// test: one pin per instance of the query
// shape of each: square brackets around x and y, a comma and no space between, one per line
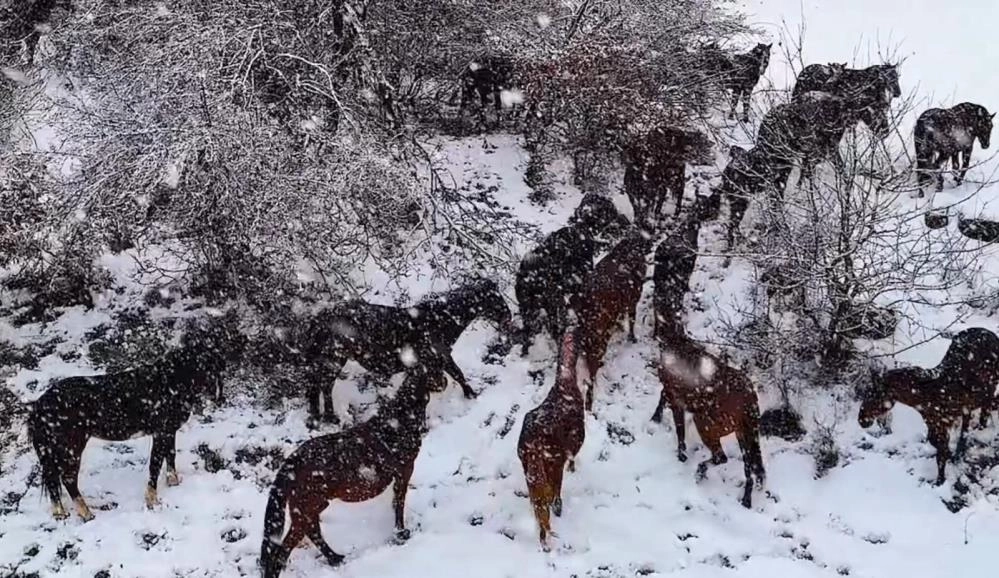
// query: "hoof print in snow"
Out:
[877,538]
[234,535]
[618,434]
[148,540]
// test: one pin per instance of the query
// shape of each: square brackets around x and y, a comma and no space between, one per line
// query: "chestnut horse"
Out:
[610,295]
[551,437]
[964,381]
[722,400]
[353,465]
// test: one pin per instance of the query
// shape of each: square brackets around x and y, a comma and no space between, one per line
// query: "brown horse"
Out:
[353,465]
[963,382]
[655,166]
[551,437]
[722,401]
[610,295]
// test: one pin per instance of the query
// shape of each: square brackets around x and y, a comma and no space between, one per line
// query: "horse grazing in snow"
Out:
[944,134]
[353,465]
[551,436]
[963,382]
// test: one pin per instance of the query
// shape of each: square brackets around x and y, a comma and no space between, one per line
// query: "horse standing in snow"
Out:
[610,296]
[944,134]
[674,264]
[809,129]
[551,276]
[880,80]
[739,73]
[353,465]
[655,167]
[384,340]
[963,382]
[551,436]
[153,400]
[722,401]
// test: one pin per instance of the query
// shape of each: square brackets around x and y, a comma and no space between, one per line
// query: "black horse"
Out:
[551,276]
[385,340]
[944,134]
[746,174]
[809,129]
[739,73]
[490,75]
[674,265]
[880,80]
[655,167]
[152,400]
[354,465]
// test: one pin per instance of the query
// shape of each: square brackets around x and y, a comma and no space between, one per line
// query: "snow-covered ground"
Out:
[631,509]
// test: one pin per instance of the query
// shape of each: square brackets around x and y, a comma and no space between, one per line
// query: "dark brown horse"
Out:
[353,465]
[382,338]
[946,134]
[963,382]
[152,400]
[610,296]
[674,264]
[551,276]
[722,401]
[551,437]
[655,166]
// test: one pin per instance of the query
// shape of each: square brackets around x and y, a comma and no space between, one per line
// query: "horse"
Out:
[746,173]
[156,399]
[738,73]
[674,260]
[880,80]
[810,128]
[551,437]
[610,295]
[964,381]
[655,166]
[490,75]
[550,277]
[385,339]
[944,134]
[722,401]
[353,465]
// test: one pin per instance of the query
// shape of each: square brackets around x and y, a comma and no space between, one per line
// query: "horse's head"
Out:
[875,401]
[983,127]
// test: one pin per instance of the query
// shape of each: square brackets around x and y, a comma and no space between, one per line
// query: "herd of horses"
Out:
[583,305]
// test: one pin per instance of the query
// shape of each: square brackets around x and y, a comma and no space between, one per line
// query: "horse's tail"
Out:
[754,455]
[274,521]
[41,438]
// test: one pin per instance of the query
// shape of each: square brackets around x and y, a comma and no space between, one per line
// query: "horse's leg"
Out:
[173,478]
[938,436]
[558,469]
[713,443]
[70,473]
[452,368]
[315,535]
[399,500]
[156,457]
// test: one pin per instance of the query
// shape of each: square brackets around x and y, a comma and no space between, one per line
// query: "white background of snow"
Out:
[628,508]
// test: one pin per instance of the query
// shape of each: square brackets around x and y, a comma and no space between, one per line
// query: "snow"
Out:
[630,507]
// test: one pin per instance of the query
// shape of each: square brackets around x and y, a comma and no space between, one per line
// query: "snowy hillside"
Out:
[631,508]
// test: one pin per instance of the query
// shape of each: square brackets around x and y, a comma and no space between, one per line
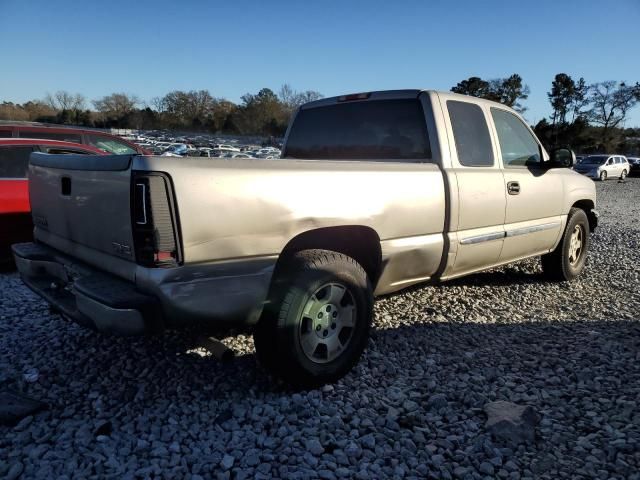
+++
### [作業指示]
上記データのうち、文字列「brown」を含む行をすべて特定し、各行をそのまま抜き出してください。

### [実行結果]
// query: "brown horse"
// query: "dark brown horse"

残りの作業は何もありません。